::: SUPPLIED ENTRIES

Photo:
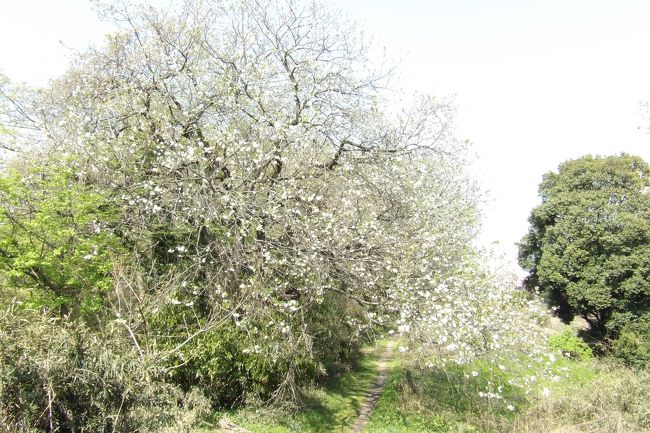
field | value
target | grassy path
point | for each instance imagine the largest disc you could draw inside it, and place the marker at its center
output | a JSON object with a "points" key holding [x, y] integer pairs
{"points": [[373, 393]]}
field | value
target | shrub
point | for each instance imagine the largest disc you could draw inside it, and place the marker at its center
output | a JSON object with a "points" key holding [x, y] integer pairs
{"points": [[633, 343], [570, 345], [60, 376]]}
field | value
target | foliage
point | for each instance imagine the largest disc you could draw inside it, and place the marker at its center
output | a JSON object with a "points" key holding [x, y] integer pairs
{"points": [[274, 204], [633, 343], [57, 240], [613, 400], [231, 185], [333, 406], [61, 376], [570, 345], [588, 246]]}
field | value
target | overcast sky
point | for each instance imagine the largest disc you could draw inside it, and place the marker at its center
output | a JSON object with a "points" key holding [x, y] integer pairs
{"points": [[535, 82]]}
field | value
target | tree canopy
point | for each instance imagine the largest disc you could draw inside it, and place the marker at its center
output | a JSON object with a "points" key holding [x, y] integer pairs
{"points": [[588, 247], [228, 194]]}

::::::

▸ DESCRIPTION OF THE TASK: Repeat the material above verbatim, with no pictures in the output.

▸ FINAL RESULT:
Photo:
field | value
target | grassy path
point | for each instance imagine the largest disc you could draw inside it, and place the marker at its center
output | a JSON object with a "points" key holding [x, y] integer pairs
{"points": [[373, 393]]}
field | value
target | shrub
point | for each instance imagine the largest disc you could draw inside it, and place the marker at its center
output | a JSON object with a "points" key holding [x, y] integer pairs
{"points": [[633, 343], [570, 345], [60, 376]]}
field | value
target | foliage
point | for each instance imagine the largest disc you could draw inside it, and place the marker at its center
output | a JSON object with a "points" key holding [x, y] integer pairs
{"points": [[274, 204], [633, 343], [57, 240], [613, 400], [231, 185], [333, 406], [61, 376], [570, 345], [588, 246]]}
field | value
target | overcast sky
point | for each instance imagine the largest disc you could draw inside it, and place the marker at its center
output | a JSON object with a "points" key holding [x, y] integer pairs
{"points": [[535, 82]]}
field | value
target | tree canopy
point | for each instance imagine the largest disc you could draw inside it, and place the marker at its center
output | a JSON object with a "points" key holding [x, y] integer pairs
{"points": [[588, 247], [228, 194]]}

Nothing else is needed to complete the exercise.